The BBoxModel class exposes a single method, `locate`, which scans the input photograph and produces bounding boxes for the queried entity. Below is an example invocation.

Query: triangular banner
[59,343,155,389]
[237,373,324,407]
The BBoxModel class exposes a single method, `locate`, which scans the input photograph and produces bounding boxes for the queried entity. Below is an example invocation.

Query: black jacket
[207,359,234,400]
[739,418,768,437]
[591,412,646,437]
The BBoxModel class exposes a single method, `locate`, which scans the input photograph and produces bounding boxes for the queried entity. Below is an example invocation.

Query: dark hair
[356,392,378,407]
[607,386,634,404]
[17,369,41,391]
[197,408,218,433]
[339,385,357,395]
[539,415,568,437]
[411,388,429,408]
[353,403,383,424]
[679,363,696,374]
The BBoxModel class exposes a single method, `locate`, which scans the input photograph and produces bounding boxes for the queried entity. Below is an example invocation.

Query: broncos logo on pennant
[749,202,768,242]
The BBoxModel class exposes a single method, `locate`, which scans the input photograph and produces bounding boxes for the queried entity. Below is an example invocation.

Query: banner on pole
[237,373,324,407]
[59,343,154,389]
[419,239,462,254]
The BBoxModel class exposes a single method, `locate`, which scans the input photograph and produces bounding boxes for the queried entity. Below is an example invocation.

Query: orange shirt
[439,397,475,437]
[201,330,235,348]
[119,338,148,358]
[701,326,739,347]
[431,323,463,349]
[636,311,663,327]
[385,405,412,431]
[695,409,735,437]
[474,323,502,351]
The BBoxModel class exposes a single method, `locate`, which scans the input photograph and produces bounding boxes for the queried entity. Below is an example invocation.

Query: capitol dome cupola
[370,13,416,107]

**********

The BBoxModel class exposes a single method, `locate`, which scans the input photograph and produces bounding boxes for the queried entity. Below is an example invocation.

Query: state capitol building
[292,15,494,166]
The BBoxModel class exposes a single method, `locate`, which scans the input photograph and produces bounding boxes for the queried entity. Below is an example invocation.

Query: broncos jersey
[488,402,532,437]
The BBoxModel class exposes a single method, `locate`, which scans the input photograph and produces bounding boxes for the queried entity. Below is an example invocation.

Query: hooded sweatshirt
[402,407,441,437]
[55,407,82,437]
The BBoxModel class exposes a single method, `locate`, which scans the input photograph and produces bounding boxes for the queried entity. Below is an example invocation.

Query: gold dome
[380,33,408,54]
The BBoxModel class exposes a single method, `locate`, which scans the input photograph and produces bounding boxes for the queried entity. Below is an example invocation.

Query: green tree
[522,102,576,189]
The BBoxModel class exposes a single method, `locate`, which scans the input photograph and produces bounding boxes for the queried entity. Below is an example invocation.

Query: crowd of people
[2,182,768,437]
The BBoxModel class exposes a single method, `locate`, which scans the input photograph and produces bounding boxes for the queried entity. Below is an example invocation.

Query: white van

**********

Exercise » The response must hold only the lines above from the line with "Query: gold dome" through the line with "Query: white van", each copied exactly, both ends kept.

Solution for this task »
Query: gold dome
[380,33,408,54]
The BBoxModel class exposes a single method, `locate`, which scans the input photograph and produces bounding boxes for the queried entity. Below is an example invocation.

Query: green tree
[522,102,576,189]
The BBoxModel class exposes a single method, `locate`, which scans the input photograph and produces bounding boxes for the queried entity. Below is an example invocation.

Query: crowd of people
[2,182,768,437]
The BBoxModel class exposes a single method, `locate`, which scans the input photograph and produces bounding boxes for the queried entity. Below is an example invocation.

Query: white van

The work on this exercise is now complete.